TASK>
Return every line of the data that contains the string "white".

EXERCISE DATA>
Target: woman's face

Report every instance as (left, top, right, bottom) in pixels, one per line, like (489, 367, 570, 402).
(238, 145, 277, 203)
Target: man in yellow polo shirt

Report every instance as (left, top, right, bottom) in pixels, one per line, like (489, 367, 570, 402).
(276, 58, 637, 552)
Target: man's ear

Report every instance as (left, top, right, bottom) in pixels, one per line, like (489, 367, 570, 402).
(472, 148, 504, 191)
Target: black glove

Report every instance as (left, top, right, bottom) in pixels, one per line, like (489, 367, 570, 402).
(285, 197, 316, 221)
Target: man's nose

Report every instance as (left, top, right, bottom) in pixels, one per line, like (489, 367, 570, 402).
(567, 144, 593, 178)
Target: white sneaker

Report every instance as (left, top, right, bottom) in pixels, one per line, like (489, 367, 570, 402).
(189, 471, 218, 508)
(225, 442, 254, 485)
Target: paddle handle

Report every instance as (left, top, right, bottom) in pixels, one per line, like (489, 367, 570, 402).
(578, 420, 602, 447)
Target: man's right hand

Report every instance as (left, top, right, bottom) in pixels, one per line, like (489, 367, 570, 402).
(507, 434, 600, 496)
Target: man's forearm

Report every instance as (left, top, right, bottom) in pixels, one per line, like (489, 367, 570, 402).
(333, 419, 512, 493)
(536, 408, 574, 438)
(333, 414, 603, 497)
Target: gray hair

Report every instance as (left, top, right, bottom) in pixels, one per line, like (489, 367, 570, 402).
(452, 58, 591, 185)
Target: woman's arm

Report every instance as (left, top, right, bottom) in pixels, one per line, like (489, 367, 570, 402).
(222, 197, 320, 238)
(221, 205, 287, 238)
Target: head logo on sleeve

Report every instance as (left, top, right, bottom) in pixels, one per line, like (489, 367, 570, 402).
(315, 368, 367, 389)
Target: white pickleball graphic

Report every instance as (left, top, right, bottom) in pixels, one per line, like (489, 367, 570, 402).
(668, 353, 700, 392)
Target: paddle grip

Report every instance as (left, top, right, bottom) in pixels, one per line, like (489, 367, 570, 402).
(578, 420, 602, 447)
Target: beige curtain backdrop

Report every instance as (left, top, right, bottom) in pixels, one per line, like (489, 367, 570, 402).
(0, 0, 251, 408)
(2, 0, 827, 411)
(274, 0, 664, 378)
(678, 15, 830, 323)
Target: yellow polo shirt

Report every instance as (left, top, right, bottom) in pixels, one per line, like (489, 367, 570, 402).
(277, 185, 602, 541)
--
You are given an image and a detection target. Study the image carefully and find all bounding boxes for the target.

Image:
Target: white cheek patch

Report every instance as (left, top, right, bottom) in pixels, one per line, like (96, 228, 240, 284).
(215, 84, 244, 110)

EXERCISE ANSWER>
Target: white sneaker
Target: white pickleball graphic
Target: white cheek patch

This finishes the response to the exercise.